++++ Quoted passage

Then, in the period from March to June 2017, the Athens Resilience Strategy was drafted and discussed with the Mayor of Athens, the city Council, the municipal Executive Committee, the RSC and the municipal political parties. Its official public launch was held on June 13, 2017. In total, 140 organizations and 900 citizens participated in 40 workshops, conferences or public events. Phase III of the process, which started in July 2017, included the launch of the One Year Action Plan aimed at supporting the implementation of the Strategy (Fig. 4). In May 2018, the municipality of Athens conducted an assessment of the 3 years of ORS, in order to monitor the course of implementation (Resilient Athens ADDMA SA 2016; Resilient Athens 2017).
It is worth underlining that, even though Athens joined the 100RC Initiative in the second round (1 year later than Rome), it managed to fill the temporal gap, by surpassing Rome in terms of speed of the Strategy building process. Also, while the process in Athens was linear, in Rome it was slowed down by the change of CRO and Resilience Team as well as by a redesign of the preliminary vision according to the new Mayor’s agenda.
The comparison between the two processes highlights some differences in the character of the leading actors and namely in the composition of the RSC: while in Rome involved actors are mainly representatives of local institutions, Athens opened to a broader range of external experts (such as academics, representatives of NGOs and of some professional categories, etc.).
In both cities the Agenda Setting Workshop was an opportunity to trigger a participatory, cross-sectoral and innovative decision-making process, by engaging a number of stakeholders, in cities for long characterized by a limited participation of citizens in decision-making processes as well as by a scarce cooperation between different sectors of the public administration. According to the semi-standardized process set up by the 100RC Initiative, in fact, each city had to engage a wide range of stakeholders, covering a broad spectrum of groups and expertise, in the different phases of the resilience building process. Stakeholders’ engagement is considered crucial to all the steps of the resilience building process, enabling Resilience Teams to embrace different perspectives in defining both critical issues and innovative visions for the future development of cities. Moreover, it may contribute to increase stakeholders’ awareness about challenges and opportunities of the context at stake, which can be very important to ensure the active engagement of stakeholders also in the following implementation of the Strategies.

++++++++

Problem requirements »
Reproduce the passage above on the resilience strategy processes in Athens and Rome word for word and in full.

++++ Rows

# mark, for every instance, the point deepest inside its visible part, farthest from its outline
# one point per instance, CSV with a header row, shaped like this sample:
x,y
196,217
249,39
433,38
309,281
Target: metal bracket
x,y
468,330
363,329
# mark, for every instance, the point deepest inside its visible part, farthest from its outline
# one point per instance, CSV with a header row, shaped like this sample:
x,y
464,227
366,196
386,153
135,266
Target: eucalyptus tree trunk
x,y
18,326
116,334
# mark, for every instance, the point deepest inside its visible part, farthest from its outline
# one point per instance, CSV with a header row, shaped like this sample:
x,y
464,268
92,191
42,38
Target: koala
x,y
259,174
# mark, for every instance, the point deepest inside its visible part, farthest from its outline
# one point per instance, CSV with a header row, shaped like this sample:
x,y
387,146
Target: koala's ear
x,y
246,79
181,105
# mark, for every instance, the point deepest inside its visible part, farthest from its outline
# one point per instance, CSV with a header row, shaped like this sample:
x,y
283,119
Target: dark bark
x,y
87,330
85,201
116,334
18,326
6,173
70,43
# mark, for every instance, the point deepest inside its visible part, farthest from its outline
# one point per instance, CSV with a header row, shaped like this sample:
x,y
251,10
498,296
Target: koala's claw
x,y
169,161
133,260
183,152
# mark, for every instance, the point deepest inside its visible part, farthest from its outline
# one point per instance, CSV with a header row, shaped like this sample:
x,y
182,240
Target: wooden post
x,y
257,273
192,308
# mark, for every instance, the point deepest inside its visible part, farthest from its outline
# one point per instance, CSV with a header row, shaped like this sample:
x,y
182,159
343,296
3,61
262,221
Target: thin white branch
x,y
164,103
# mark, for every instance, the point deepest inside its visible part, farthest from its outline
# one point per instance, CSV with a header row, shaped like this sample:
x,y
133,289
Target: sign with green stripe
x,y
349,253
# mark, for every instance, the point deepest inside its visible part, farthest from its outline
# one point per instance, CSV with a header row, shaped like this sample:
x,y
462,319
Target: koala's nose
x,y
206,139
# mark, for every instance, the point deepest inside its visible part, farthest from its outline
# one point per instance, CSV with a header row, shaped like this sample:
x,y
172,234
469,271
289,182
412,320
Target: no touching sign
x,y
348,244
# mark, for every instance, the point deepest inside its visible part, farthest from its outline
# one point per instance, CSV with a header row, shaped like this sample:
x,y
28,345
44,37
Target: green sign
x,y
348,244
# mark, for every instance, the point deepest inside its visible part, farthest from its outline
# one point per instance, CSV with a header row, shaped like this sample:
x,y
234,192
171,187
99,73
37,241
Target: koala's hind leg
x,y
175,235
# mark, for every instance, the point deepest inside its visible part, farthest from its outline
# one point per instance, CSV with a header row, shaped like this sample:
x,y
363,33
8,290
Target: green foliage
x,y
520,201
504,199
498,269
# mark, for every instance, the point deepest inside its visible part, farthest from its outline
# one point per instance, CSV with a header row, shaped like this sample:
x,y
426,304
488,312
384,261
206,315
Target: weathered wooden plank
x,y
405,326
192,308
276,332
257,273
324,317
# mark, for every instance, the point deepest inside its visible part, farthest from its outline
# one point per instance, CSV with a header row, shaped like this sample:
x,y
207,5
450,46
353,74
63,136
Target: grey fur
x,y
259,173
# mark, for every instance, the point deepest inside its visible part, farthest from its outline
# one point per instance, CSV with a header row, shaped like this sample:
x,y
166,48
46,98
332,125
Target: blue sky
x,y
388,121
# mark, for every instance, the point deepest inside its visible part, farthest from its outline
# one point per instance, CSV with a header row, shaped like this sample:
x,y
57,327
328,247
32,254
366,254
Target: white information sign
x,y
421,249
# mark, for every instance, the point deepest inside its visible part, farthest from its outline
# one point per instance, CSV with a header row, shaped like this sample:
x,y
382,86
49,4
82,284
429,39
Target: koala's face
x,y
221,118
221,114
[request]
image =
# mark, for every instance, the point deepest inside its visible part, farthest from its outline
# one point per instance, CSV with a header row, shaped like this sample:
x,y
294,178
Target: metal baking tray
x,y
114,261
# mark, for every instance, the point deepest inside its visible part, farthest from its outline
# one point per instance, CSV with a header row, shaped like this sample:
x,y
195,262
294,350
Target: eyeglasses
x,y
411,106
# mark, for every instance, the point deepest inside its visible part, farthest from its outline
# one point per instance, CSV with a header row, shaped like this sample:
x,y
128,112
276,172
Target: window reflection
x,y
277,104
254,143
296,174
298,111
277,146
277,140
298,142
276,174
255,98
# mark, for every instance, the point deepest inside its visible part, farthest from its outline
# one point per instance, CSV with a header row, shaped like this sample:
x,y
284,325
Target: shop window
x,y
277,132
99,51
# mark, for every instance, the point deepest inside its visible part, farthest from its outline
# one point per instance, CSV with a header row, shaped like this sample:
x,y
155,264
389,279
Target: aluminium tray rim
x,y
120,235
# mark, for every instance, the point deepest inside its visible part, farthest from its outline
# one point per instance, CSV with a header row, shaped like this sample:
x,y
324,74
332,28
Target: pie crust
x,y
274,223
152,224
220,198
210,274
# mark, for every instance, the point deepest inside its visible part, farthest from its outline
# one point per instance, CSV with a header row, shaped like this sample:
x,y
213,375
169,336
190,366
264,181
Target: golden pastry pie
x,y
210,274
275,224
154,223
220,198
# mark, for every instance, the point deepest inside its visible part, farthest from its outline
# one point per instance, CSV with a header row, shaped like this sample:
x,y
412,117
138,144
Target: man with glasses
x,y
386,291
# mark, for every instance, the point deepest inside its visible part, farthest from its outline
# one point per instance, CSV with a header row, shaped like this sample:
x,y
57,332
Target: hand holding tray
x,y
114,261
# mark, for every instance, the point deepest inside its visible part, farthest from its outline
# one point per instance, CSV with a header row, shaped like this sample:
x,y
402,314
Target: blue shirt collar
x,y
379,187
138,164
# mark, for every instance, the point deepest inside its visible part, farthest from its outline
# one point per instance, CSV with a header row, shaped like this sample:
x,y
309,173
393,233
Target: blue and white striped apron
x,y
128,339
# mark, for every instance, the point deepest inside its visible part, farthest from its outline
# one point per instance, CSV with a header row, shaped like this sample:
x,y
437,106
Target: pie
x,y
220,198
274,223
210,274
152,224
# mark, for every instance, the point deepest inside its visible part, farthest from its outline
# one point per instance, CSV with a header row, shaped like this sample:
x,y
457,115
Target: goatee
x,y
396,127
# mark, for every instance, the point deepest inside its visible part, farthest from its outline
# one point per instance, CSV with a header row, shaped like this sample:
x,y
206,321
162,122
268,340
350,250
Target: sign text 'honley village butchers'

++++++++

Exercise answer »
Then, in the period from March to June 2017, the Athens Resilience Strategy was drafted and discussed with the Mayor of Athens, the city Council, the municipal Executive Committee, the RSC and the municipal political parties. Its official public launch was held on June 13, 2017. In total, 140 organizations and 900 citizens participated in 40 workshops, conferences or public events. Phase III of the process, which started in July 2017, included the launch of the One Year Action Plan aimed at supporting the implementation of the Strategy (Fig. 4). In May 2018, the municipality of Athens conducted an assessment of the 3 years of ORS, in order to monitor the course of implementation (Resilient Athens ADDMA SA 2016; Resilient Athens 2017).
It is worth underlining that, even though Athens joined the 100RC Initiative in the second round (1 year later than Rome), it managed to fill the temporal gap, by surpassing Rome in terms of speed of the Strategy building process. Also, while the process in Athens was linear, in Rome it was slowed down by the change of CRO and Resilience Team as well as by a redesign of the preliminary vision according to the new Mayor’s agenda.
The comparison between the two processes highlights some differences in the character of the leading actors and namely in the composition of the RSC: while in Rome involved actors are mainly representatives of local institutions, Athens opened to a broader range of external experts (such as academics, representatives of NGOs and of some professional categories, etc.).
In both cities the Agenda Setting Workshop was an opportunity to trigger a participatory, cross-sectoral and innovative decision-making process, by engaging a number of stakeholders, in cities for long characterized by a limited participation of citizens in decision-making processes as well as by a scarce cooperation between different sectors of the public administration. According to the semi-standardized process set up by the 100RC Initiative, in fact, each city had to engage a wide range of stakeholders, covering a broad spectrum of groups and expertise, in the different phases of the resilience building process. Stakeholders’ engagement is considered crucial to all the steps of the resilience building process, enabling Resilience Teams to embrace different perspectives in defining both critical issues and innovative visions for the future development of cities. Moreover, it may contribute to increase stakeholders’ awareness about challenges and opportunities of the context at stake, which can be very important to ensure the active engagement of stakeholders also in the following implementation of the Strategies.